═════ Document passage

S.S. Byas, J.
1. By his Judgment dated April 23, 1979, the learned Additional Sessions Judge, Sirohi has convicted the appellant Savia and Chuna under Section 302, IPC and sentenced each of them to imprisonment for life with a fine of Rs. 200/-, in default of the payment of fine to further undergo four months' rigorous imprisonment. The appellants have come up in appeal to challenge the conviction and sentence.
2. Put briefly, the prosecution case, which is short and simple, is as follows: PW 5 Mst. Marga and PW 6 Patiya are the parents while PW 1 Babu is the nephew of the deceased Tejiya. The deceased was living with the parents in the town of Pindwara while Babu (PW 1) and his parents were living separately from them. Teja and his father had a field shown by mark 'D' in site plan Ex. P. 30. Contiguous to it, in the North, is situate the field of the appellant Savia. There was a Jhumpa in the field of the deceased. The appellants are also residents of town Pindwara. In the noon of October 20, 1979, Tejiya was working in his aforsaid field. His nephew PW 1 Babu was working in his field alleged to situate nearby. The Arhar crop was standing in his field. The appellants came where Tejiya was working Accused Savia had a gun with him while Chuna had two axes in his hand. Accused Savia fired two shots with his gun at Tejiya. Tejiya fell down. Thereafter both the accused-appellants struck multiple blows to him with the axes. There was profuse bleeding from his wounds and the clothes he was wearing got drenched with it. The appellants thereafter made good their escape. Babu (PW 1) got terribly frightened and he hid himself in the Arhar crop. When the accused went away, Babu came out and went towards Pindwara. In the way, he met his grand mother Mst. Marga (PW 5). He told her that Tejiya was done to death by the appellant. He proceeded further and met his grandfather Patiya (PW 6). Babu (PW 1) informed him also of the incident. Mst. Marga and Patiya came to the place of incident and found Tejiya lying in a pool of blood. He was groaning and moaning with pain but he was unable to speak. He passed away within some minutes. Patiya went to Police Station, Pindwara and verbally lodged report Ex. P. 2 of the occurrence at about 2.30 P.M. The police registered a case and the usual investigation ensued. The Station House Officer Bhagwan Dass (PW 15) immediately reached the scene of occurrence where the deadbody of Tejiya was lying. He inspected the site, prepared the site plan and the inquest report of the victim's dead body. He also seized blood stained soil from there. The medico-legal autopsy of the victim's dead body was conducted at about 9.50 A.M. on October 21, 1978 by PW 7 Dr. V.R. Bhandari, who was then working as Medical Officer Incharge, Government Dispensary, Pindwara. The doctor noticed the following ante-mortem injuries on the victim's dead body:
1. Through and through incised wound of 10.7 cm. on the right hand starting from lateral side of wrist to base of ring finger cutting scaphold and 2nd and 3rd metacarpal bones from middle of 2nd and lower part of 3rd meta carpal.

══════════

About this exercise » For each of the following statements, say yes or no according to whether it agrees with the court judgment, and quote the words from the judgment that decide it. 1. Savia carried a gun and Chuna carried two axes. 2. Patiya lodged his report at the police station in writing. 3. When Mst. Marga and Patiya reached him, Tejiya told them who had attacked him.

═════ Data to examine

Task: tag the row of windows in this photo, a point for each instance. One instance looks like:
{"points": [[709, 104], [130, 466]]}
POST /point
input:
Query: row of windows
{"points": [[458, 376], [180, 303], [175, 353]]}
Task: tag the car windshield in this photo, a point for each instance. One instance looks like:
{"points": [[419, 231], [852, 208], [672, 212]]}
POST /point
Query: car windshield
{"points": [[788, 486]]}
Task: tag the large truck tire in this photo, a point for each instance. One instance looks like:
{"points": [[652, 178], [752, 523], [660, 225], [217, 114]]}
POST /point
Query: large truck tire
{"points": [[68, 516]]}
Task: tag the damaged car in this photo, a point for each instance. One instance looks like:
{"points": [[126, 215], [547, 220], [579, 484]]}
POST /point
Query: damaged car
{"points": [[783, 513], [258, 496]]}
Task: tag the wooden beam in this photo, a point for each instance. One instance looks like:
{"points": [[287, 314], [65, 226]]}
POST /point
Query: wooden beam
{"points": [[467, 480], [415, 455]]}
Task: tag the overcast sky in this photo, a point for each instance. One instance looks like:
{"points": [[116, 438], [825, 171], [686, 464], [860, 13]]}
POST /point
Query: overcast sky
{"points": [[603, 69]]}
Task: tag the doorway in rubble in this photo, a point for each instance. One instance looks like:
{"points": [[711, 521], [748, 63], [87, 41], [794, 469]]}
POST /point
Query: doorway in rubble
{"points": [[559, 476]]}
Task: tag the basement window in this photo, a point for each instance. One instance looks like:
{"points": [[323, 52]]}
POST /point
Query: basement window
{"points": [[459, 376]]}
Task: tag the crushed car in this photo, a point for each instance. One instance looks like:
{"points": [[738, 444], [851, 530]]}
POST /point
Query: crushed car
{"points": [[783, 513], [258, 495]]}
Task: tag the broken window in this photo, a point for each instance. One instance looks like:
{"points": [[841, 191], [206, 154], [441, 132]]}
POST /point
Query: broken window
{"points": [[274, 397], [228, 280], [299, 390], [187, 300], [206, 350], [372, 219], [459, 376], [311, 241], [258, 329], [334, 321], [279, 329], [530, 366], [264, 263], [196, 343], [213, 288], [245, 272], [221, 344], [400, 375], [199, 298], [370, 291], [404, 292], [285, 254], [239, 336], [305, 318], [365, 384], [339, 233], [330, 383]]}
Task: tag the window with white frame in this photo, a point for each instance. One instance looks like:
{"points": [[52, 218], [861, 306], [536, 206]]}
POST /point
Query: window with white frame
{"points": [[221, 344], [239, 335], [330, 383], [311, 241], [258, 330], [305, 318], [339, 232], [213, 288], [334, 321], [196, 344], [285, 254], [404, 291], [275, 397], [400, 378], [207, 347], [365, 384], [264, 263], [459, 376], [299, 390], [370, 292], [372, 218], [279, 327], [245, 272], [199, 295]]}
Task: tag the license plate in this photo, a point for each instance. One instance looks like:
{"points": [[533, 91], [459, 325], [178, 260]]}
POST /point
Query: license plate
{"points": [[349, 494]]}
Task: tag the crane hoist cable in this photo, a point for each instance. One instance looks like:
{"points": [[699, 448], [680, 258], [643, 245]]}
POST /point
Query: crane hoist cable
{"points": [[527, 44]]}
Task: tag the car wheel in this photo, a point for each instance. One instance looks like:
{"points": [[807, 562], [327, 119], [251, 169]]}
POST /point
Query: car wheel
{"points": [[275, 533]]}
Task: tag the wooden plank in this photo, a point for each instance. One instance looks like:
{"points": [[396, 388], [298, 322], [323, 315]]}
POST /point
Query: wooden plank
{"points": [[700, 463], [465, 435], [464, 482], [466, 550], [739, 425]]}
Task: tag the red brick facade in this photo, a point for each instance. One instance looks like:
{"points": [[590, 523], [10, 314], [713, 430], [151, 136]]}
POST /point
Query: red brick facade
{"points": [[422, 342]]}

══════════

Completed task »
1. Yes: "Accused Savia had a gun with him while Chuna had two axes in his hand."
2. No: "Patiya went to Police Station, Pindwara and verbally lodged report Ex. P. 2 of the occurrence at about 2.30 P.M."
3. No: "He was groaning and moaning with pain but he was unable to speak."